---------- Excerpted text

Hooray for ya-boo politics
A popular explanation for the public's lack of interest in politics is that ‘ordinary people’ are turned off by the kind of adversarial, ya-boo politics on display at yesterday’s PMQs.
Roy Hattersley argued as much on last night’s Newsnight, saying something along the lines that ordinary folk outside the Westminster village don’t connect with Punch and Judy politics, caring more about which party can deliver the best schools and hospitals than which leader scored the most points at PMQs.

--------------------

Things to do:
A - In the ya-boo politics piece, on which program did Roy Hattersley make his argument?
B - Please continue the ya-boo politics piece after its last sentence.
The listing that comes next is separate material with no connection to the text.

---------- Dataset records

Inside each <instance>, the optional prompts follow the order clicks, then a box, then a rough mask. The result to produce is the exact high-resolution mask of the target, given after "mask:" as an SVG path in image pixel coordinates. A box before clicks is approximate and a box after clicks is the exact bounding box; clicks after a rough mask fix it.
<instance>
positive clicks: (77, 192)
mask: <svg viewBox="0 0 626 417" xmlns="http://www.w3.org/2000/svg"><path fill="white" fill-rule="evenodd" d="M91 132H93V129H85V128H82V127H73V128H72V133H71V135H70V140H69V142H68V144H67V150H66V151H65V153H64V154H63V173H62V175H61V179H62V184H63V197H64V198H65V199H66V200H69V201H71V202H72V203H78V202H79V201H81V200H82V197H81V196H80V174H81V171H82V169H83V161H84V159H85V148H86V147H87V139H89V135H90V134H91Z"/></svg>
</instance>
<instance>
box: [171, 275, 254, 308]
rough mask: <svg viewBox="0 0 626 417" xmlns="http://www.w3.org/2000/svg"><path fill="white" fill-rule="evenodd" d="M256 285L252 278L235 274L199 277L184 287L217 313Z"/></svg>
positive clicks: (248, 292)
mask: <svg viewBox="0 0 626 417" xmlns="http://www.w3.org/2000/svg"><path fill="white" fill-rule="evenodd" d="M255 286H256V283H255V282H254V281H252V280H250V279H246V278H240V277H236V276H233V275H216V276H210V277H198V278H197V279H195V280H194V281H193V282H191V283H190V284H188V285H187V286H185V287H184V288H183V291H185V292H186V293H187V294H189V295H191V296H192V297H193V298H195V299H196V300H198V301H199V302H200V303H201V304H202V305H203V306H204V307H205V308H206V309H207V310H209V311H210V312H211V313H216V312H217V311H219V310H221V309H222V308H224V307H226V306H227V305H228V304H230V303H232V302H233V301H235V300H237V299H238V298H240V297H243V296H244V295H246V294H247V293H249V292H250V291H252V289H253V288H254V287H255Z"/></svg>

--------------------

Answers by item number:
A - He made it on Newsnight.

B -
In today’s Independent, Adrian Hamilton spots a weakness in the argument that ‘if only politicians would concentrate on policies and what affected the ordinary individual…people would return to the fray.’
‘Would that it were true,’ he says. ‘The loss of interest has come not at a time of extreme factionalism but with the lack of politics associated with Labour's huge majorities in the Commons. Without the air of a real, down-and-dirty struggle for power, politics has seemed boring and irrelevant.’
Hamilton likens politics to sport: once people sense a real contest they suddenly take interest. ‘When everyone thought that Gordon Brown had it in the bag, the voters lost interest in the opposition,’ he says. ‘What turned it around was…the sense that the Tories were back in the race, with ideas, with a common touch but above all with the hunger to win.’
The idea that Commons debates should become less ya-boo and more polite and consensual, risks turning them into dull, procedural affairs, akin to a debate in the Welsh Assembly or European Parliament. Now that really would switch voters off.